Written problem: Give every line back verbatim, dropping all images.

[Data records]
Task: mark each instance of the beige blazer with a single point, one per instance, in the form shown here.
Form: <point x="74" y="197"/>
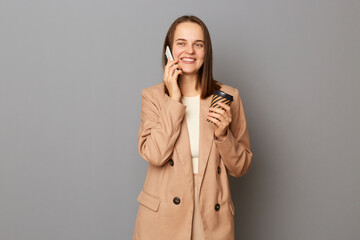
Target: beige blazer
<point x="167" y="199"/>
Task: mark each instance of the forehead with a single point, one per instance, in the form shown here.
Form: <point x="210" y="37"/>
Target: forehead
<point x="189" y="31"/>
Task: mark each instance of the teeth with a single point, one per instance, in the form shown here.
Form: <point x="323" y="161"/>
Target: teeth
<point x="188" y="60"/>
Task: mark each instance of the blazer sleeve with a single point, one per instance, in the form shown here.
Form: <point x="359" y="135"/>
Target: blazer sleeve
<point x="159" y="128"/>
<point x="235" y="148"/>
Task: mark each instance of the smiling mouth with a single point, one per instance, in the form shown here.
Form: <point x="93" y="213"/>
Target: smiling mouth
<point x="188" y="60"/>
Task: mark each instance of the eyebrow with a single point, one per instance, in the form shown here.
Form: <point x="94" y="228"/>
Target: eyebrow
<point x="182" y="39"/>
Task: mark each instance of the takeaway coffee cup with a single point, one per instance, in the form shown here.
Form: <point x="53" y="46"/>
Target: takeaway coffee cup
<point x="220" y="96"/>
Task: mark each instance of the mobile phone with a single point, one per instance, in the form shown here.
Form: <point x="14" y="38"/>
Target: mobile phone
<point x="169" y="55"/>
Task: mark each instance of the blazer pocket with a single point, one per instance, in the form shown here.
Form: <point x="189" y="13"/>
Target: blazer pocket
<point x="232" y="208"/>
<point x="149" y="201"/>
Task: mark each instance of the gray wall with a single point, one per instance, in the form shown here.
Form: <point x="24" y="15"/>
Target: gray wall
<point x="70" y="96"/>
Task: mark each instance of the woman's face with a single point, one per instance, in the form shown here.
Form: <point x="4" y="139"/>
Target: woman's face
<point x="188" y="47"/>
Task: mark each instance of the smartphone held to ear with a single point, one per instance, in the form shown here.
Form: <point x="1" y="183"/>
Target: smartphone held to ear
<point x="169" y="55"/>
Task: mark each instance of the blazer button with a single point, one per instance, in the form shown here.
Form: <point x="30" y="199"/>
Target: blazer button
<point x="176" y="200"/>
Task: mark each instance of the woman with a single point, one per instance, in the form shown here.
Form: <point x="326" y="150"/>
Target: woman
<point x="186" y="193"/>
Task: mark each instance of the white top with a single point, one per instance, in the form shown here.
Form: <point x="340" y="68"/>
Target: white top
<point x="192" y="114"/>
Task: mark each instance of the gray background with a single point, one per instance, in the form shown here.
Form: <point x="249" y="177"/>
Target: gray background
<point x="71" y="77"/>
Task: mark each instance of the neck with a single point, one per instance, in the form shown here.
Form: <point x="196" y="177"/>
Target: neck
<point x="187" y="85"/>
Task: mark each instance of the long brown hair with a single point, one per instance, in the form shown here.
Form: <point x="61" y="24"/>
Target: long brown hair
<point x="205" y="77"/>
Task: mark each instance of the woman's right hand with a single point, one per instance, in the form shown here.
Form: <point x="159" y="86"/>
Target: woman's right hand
<point x="170" y="79"/>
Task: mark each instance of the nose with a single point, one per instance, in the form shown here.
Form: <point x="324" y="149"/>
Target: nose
<point x="190" y="49"/>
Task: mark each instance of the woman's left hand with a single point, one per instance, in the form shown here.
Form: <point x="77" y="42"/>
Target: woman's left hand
<point x="221" y="118"/>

Output:
Task: mark each instance of the beige blazer with a single point, one per instance, in the form shown here.
Form: <point x="74" y="197"/>
Target: beige blazer
<point x="167" y="199"/>
Task: mark each instance of the forehead with a single point, one per instance, in the form shown here.
Form: <point x="210" y="37"/>
Target: forehead
<point x="189" y="31"/>
Task: mark each instance of the teeth with a single point, one per instance, in the form shown here.
Form: <point x="323" y="161"/>
Target: teeth
<point x="188" y="60"/>
Task: mark each instance of the blazer sleeve with a single point, one per instance, in the form shown here.
Form: <point x="359" y="135"/>
Target: blazer sleeve
<point x="159" y="128"/>
<point x="235" y="148"/>
Task: mark each instance of the smiling mouth with a single point, one per instance, in the form shown here.
Form: <point x="93" y="213"/>
Target: smiling mouth
<point x="188" y="60"/>
Task: mark each instance of the eyebrow with a single point, one per instance, in the form shown here.
Form: <point x="94" y="228"/>
Target: eyebrow
<point x="182" y="39"/>
Task: mark each instance of the takeaway coffee cup with a single point, one per instance, in the form shown here.
Form: <point x="53" y="46"/>
Target: takeaway coffee cup
<point x="220" y="96"/>
Task: mark each instance of the mobile phone with a single point, one per instance, in the form shown here.
Form: <point x="14" y="38"/>
Target: mobile phone
<point x="169" y="55"/>
Task: mark each instance of the blazer pocket with a single point, one per instance, in the form shown here.
Form: <point x="189" y="13"/>
Target: blazer pocket
<point x="232" y="208"/>
<point x="149" y="201"/>
Task: mark each instance of the gray wall with a single point, one per instance, in the form shown here.
Form: <point x="24" y="15"/>
Target: gray wall
<point x="70" y="96"/>
Task: mark each instance of the woman's face with a single point, one per instance, in the form shown here.
Form: <point x="4" y="139"/>
Target: woman's face
<point x="188" y="47"/>
Task: mark each instance of the smartphone held to ear with a single point, one per instance, in the form shown here.
Form: <point x="1" y="183"/>
Target: smartphone held to ear
<point x="169" y="55"/>
Task: mark each instance of the blazer button with a single point, one per instance, in the form shown here.
Form: <point x="30" y="199"/>
Target: blazer button
<point x="176" y="200"/>
Task: mark each instance of the woman with a single point, one per instance, in the form shown here.
Form: <point x="326" y="150"/>
Target: woman
<point x="186" y="193"/>
Task: mark each instance of the white top with a single point, one per instance, in the form shown here.
Form: <point x="340" y="68"/>
Target: white top
<point x="192" y="114"/>
Task: mark each instance of the gray background with a single point, one per instance, in the form shown here.
Form: <point x="249" y="177"/>
Target: gray background
<point x="71" y="77"/>
Task: mark each instance of the neck with a single point, one per instance, in the form shown here.
Form: <point x="196" y="177"/>
Target: neck
<point x="187" y="85"/>
Task: mark each instance of the long brown hair with a single point, one per instance, in the form shown here.
Form: <point x="61" y="24"/>
Target: long brown hair
<point x="205" y="77"/>
Task: mark each instance of the woman's right hand with a single point, one per instance, in the form shown here.
Form: <point x="159" y="86"/>
Target: woman's right hand
<point x="170" y="79"/>
Task: mark each instance of the nose with a single point, one per instance, in the form shown here.
Form: <point x="324" y="149"/>
Target: nose
<point x="190" y="49"/>
Task: mark each instance of the woman's left hand with a single point, one per instance, in the form shown here.
Form: <point x="77" y="42"/>
Target: woman's left hand
<point x="221" y="118"/>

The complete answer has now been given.